— start of Extracted text —

Saturday, October 12, 2013

true healing by relationship

Homily
28th Sunday in Ordinary Time C
12/13 October 2013
Christ the King Topeka
Daily Readings


Life kicks all of us around, sooner or later, one way or another.  Even the best looking and the richest among us have thorns in our side.  Every human person is in constant need of healing.  It is part of the human condition.  We all get beat up, we all get sick, we all find ourselves in danger.  Then there is the hurt from relationships.  We've all been been judged, used, misunderstood and hurt deeply by others.  And we are not just the victims of all these things.  We are sinners who do these things to others.

The result is that the need for healing is universal, experienced by every human person, no matter what.  Being a joyful and fulfilled person means that all of this brokenness that makes up a human life must be healed.  We need healing yesterday. We need healing today.  We will need healing tomorrow.  Healing is a process that is never complete.  So it should be the easiest thing in the world for us to relate to the plight of Naaman and the 10 lepers in need of healing in today's scriptures.  We should see ourselves in them readily.  Yet do we?

— end of Extracted text —

Direction 1 → Gather every line of the records that contains the string "plant". Case counts.

— start of Supplied data —

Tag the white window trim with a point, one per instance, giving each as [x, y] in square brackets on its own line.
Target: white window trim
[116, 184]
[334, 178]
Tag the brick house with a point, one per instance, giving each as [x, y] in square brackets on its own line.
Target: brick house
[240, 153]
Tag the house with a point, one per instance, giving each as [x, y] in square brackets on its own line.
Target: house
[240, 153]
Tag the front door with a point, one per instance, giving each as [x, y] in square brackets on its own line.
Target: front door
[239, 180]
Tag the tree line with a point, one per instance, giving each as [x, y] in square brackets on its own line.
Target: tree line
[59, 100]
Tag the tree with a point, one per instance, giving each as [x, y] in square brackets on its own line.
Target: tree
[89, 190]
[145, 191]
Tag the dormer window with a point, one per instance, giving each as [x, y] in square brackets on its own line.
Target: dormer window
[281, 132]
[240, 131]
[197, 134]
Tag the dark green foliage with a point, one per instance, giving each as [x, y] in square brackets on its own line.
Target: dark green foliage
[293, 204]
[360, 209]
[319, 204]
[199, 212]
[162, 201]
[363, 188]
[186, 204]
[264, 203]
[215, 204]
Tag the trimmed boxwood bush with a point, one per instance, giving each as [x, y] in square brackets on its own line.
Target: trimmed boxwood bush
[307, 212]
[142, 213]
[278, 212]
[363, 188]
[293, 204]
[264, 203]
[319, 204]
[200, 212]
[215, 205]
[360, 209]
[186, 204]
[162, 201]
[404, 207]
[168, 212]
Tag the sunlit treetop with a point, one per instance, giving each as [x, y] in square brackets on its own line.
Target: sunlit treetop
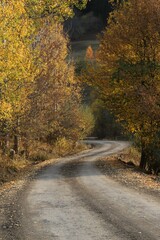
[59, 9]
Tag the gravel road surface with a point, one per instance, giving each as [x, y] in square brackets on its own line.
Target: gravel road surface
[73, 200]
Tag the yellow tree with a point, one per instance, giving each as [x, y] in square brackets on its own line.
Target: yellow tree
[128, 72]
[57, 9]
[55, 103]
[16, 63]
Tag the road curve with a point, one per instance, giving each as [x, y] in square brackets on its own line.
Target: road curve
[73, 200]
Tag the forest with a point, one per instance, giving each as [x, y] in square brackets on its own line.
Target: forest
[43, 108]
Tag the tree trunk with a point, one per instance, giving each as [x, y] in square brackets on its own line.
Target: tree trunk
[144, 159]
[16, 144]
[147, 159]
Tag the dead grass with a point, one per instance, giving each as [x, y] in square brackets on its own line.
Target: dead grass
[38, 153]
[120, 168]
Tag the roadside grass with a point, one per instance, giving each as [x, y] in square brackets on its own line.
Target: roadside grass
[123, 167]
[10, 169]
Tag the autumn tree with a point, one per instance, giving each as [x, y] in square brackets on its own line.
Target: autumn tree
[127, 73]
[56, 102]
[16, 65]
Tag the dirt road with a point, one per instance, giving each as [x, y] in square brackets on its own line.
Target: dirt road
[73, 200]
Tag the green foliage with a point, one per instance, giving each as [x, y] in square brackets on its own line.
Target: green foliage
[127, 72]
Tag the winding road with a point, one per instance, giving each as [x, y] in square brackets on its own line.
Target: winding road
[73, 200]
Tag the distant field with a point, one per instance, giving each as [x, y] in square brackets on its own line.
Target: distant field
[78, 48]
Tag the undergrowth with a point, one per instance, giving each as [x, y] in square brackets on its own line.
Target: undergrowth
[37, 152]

— end of Supplied data —
— start of Supplied data —

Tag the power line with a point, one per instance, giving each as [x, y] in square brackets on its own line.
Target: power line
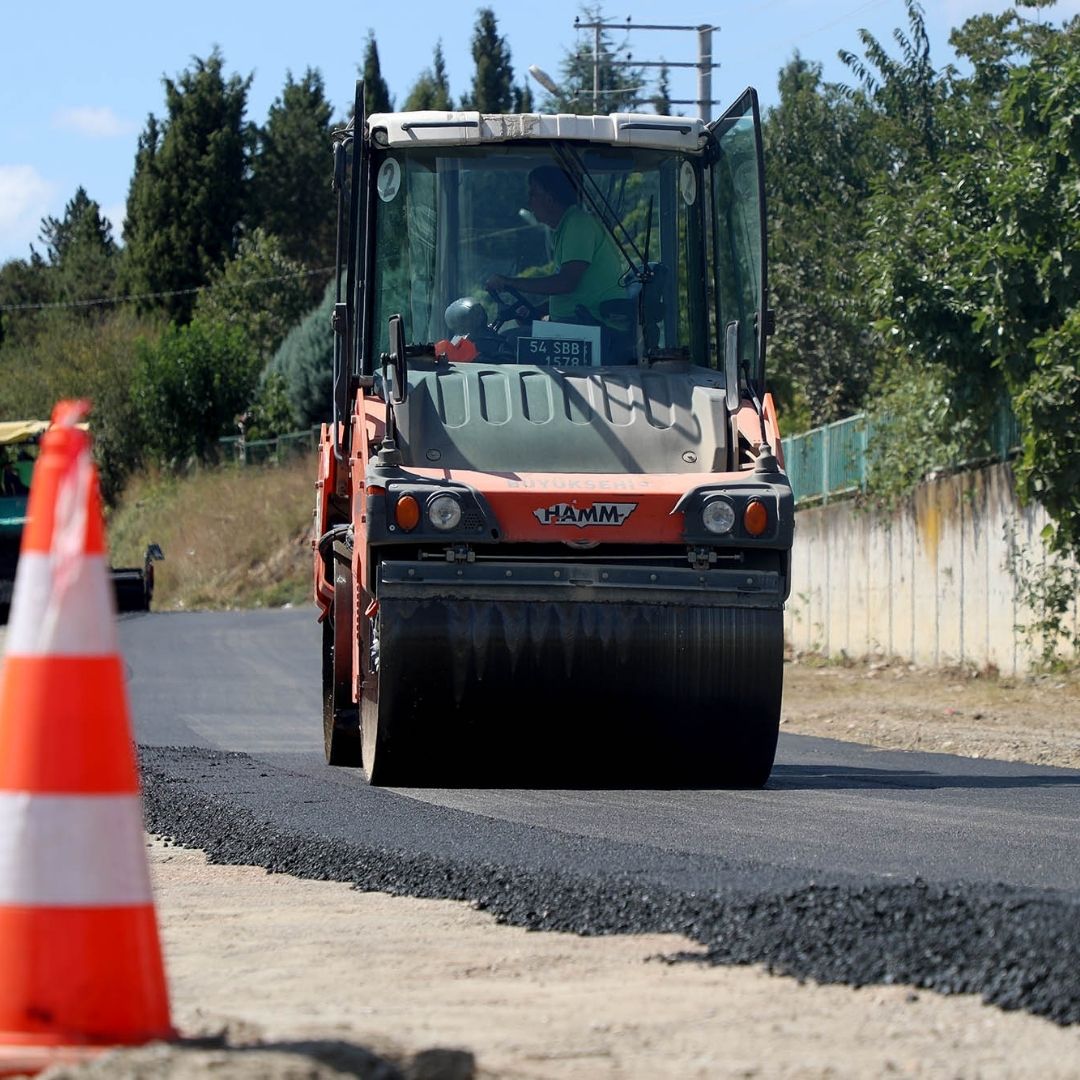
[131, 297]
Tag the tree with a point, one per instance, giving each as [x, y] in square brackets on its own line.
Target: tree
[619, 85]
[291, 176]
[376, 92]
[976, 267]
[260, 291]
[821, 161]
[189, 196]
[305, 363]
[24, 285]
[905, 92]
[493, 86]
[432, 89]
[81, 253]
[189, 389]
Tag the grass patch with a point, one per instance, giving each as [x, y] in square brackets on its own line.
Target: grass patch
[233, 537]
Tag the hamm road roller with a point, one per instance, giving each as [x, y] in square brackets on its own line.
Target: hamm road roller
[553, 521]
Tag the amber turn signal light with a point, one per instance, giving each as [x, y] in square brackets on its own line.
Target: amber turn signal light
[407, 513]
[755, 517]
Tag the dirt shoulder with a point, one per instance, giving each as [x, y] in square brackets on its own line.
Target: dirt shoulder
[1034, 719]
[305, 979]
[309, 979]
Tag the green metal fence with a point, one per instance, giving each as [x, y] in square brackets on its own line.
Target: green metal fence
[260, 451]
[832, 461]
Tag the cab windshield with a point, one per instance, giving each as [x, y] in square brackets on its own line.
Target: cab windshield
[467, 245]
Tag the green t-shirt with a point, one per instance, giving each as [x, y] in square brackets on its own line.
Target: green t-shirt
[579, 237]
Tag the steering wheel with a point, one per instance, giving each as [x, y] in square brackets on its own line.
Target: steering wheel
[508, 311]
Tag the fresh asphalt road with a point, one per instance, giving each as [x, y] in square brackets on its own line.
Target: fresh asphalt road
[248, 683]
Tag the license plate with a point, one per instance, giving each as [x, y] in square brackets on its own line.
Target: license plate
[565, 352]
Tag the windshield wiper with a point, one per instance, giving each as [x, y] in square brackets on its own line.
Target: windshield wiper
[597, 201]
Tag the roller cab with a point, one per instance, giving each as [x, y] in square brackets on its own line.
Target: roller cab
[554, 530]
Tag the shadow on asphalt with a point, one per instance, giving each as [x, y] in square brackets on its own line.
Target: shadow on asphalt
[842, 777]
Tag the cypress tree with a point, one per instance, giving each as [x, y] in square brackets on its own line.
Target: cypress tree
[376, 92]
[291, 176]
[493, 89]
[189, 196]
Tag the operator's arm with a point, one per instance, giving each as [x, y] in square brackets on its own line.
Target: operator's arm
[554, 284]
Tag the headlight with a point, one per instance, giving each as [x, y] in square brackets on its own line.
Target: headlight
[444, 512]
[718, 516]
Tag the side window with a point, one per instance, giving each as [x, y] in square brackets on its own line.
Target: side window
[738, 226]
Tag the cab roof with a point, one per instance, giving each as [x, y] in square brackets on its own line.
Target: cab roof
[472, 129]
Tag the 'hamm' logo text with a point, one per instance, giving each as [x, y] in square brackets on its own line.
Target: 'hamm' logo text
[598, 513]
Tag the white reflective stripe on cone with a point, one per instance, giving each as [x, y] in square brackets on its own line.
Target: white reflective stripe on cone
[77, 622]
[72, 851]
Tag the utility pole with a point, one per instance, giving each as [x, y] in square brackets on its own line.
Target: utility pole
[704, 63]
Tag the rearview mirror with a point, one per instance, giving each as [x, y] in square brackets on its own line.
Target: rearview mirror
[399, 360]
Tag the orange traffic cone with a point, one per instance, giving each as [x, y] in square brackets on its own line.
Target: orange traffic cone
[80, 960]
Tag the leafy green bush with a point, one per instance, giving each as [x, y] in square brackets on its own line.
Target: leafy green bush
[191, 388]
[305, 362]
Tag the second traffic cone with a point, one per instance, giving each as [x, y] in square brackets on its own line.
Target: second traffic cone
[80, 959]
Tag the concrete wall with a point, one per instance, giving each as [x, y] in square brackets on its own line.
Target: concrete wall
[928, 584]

— end of Supplied data —
— start of Supplied data —

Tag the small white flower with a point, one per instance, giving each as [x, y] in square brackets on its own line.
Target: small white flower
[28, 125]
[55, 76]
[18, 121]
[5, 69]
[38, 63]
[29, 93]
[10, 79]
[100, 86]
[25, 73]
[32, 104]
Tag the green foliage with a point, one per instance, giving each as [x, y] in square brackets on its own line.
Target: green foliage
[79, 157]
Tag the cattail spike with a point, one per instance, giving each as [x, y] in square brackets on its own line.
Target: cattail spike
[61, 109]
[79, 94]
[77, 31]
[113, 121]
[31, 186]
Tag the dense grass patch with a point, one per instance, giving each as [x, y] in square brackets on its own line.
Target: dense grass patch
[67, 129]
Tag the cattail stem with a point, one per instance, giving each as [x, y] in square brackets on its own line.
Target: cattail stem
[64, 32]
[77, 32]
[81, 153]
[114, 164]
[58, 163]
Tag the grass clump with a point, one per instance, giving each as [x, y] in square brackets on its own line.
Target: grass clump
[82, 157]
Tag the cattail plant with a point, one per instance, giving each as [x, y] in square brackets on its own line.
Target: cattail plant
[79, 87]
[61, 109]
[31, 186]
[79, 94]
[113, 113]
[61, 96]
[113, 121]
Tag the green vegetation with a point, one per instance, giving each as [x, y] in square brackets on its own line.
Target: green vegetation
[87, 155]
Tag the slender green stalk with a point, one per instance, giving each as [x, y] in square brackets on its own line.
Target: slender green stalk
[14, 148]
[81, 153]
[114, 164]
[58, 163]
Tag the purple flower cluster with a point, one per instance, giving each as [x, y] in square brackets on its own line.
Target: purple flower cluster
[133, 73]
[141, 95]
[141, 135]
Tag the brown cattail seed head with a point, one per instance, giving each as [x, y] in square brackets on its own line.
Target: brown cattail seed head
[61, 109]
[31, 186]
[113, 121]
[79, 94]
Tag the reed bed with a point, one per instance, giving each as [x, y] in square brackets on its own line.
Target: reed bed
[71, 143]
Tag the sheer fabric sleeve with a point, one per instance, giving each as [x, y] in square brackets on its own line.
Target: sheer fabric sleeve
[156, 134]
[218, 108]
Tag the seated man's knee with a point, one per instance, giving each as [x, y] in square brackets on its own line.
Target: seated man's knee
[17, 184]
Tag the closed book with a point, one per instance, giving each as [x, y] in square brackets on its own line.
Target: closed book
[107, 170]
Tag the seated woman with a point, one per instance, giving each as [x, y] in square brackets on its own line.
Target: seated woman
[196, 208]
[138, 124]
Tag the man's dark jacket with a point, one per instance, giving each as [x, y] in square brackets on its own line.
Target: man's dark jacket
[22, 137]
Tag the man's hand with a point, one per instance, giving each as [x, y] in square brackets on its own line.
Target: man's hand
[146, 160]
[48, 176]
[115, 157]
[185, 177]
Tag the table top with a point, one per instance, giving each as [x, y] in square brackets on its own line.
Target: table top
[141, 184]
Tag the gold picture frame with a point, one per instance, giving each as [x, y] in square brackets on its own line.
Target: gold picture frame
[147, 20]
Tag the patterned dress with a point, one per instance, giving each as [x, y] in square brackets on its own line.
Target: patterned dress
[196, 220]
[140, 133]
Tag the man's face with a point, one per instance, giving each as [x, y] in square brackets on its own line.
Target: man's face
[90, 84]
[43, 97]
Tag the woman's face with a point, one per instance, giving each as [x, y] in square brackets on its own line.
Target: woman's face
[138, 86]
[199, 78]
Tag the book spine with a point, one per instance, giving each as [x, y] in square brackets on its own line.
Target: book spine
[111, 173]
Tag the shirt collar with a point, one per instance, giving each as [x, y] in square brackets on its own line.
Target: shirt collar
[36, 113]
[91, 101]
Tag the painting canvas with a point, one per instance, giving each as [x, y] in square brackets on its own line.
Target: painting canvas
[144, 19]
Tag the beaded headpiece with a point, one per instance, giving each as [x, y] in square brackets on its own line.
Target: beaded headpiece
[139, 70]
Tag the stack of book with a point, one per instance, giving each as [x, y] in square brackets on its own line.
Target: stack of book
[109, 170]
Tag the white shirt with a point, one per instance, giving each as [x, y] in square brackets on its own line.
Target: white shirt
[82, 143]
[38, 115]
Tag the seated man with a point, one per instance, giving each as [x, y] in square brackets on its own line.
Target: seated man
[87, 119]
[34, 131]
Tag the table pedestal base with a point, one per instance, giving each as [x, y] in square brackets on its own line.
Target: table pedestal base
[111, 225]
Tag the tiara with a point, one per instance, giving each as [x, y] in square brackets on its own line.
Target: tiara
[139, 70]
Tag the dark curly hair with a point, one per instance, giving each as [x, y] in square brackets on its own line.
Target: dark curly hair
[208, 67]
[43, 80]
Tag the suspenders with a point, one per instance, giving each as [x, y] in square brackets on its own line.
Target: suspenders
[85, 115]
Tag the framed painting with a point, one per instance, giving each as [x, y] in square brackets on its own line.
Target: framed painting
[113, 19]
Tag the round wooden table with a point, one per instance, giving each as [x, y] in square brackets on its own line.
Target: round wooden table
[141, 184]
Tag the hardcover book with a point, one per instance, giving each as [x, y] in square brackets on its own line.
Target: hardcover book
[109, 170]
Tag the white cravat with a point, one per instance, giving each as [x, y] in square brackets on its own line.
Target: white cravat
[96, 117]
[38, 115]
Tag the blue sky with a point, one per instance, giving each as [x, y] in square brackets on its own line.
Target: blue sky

— end of Supplied data —

Direction 2 → According to the homily, whose plight in the day's scriptures should listeners find easy to relate to?

Written reply 1 →
Tag the cattail plant with a point, one per instance, giving each as [x, y] in square brackets on its own line.
Target: cattail plant

Written reply 2 → Naaman and the 10 lepers in need of healing.